Exercise instructions >>
The string "target" may appear in lines of the entries below. Report how many lines hold it, with only the number.

[Collected data]

⁂

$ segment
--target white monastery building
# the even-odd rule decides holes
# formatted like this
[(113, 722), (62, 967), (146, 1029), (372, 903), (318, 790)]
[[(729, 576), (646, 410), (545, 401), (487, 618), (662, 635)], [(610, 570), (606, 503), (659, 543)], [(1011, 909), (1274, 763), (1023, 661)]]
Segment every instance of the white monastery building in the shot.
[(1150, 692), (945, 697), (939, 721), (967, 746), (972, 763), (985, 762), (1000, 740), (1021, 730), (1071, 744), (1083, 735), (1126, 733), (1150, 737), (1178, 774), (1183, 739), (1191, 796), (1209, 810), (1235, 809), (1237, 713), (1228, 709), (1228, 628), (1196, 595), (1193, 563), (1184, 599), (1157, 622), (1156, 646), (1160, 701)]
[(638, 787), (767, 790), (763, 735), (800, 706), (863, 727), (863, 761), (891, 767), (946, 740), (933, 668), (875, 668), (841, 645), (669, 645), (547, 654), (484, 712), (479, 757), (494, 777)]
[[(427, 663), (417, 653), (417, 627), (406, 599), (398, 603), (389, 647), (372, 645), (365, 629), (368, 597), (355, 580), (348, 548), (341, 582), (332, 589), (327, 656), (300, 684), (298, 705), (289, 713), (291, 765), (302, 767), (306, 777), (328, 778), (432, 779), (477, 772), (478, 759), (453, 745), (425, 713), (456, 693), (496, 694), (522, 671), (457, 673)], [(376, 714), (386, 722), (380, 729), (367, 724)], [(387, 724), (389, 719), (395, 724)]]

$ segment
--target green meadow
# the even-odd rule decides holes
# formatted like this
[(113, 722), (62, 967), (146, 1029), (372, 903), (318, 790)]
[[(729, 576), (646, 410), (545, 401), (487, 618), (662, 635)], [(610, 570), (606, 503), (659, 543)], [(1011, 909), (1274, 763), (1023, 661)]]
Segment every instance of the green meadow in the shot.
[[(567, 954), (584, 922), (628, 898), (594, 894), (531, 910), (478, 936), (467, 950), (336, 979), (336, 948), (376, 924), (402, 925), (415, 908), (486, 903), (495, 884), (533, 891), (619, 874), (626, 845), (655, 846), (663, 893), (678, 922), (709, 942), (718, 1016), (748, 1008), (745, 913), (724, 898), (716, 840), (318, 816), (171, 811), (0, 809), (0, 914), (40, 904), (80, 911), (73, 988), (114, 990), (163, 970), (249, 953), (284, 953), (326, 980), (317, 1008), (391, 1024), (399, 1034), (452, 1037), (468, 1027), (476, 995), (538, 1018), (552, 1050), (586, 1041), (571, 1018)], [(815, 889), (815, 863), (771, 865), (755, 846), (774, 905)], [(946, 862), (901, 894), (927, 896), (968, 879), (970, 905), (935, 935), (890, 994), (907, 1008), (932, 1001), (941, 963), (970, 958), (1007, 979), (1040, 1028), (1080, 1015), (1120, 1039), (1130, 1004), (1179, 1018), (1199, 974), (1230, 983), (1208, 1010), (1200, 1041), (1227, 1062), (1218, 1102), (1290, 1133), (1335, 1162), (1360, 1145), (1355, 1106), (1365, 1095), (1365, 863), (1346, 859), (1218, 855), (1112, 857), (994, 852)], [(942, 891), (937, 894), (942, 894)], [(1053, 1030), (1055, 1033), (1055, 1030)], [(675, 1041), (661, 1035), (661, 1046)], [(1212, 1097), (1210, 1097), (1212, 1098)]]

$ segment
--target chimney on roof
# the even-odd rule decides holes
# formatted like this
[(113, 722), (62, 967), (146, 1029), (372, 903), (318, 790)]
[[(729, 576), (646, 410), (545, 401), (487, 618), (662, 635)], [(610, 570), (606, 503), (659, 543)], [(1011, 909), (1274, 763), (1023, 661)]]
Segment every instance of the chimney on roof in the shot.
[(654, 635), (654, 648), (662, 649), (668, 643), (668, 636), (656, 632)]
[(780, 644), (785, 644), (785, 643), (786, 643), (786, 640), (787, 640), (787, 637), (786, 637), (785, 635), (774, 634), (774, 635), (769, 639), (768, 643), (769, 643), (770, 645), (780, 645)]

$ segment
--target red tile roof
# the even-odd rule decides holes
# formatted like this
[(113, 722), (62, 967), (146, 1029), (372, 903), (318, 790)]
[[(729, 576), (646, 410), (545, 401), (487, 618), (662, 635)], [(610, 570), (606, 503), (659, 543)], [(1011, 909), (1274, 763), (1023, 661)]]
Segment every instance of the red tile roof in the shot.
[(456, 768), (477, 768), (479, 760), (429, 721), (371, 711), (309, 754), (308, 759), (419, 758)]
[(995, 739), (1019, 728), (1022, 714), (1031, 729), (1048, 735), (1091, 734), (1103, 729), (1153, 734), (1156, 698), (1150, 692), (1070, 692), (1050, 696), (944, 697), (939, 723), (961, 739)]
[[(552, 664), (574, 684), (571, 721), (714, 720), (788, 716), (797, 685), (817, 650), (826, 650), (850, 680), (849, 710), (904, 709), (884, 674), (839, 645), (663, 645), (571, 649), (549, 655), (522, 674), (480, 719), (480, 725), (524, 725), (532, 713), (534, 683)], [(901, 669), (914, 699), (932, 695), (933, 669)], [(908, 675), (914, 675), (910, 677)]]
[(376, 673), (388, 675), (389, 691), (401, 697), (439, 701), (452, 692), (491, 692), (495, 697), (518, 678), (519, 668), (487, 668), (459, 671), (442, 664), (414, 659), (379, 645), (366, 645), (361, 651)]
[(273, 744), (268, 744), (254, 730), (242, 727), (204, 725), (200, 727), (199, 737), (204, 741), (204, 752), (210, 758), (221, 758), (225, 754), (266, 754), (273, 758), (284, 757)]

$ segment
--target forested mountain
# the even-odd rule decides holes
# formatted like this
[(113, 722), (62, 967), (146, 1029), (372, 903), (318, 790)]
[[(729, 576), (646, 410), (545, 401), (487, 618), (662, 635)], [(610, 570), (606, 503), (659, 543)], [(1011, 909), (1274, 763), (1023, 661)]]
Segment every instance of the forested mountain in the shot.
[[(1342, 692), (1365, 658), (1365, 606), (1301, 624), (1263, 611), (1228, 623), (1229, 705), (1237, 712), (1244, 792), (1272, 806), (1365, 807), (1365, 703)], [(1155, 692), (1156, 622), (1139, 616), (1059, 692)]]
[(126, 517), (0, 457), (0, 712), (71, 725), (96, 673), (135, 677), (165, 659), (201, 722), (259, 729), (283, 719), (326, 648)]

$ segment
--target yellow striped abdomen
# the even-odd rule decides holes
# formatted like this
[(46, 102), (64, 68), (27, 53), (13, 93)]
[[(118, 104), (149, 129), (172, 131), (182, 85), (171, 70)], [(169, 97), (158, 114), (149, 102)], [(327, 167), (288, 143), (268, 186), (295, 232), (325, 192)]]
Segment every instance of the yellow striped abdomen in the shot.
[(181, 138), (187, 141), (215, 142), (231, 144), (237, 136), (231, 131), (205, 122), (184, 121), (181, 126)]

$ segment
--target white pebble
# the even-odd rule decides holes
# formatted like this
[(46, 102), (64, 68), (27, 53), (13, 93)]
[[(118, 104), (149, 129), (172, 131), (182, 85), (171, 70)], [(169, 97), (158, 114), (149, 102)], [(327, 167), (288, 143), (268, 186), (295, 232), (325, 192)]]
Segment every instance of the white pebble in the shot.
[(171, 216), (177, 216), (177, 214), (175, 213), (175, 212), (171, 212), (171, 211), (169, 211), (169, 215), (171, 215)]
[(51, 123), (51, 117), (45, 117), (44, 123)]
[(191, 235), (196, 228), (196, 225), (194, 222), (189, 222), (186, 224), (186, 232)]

⁂

Task solution >>
7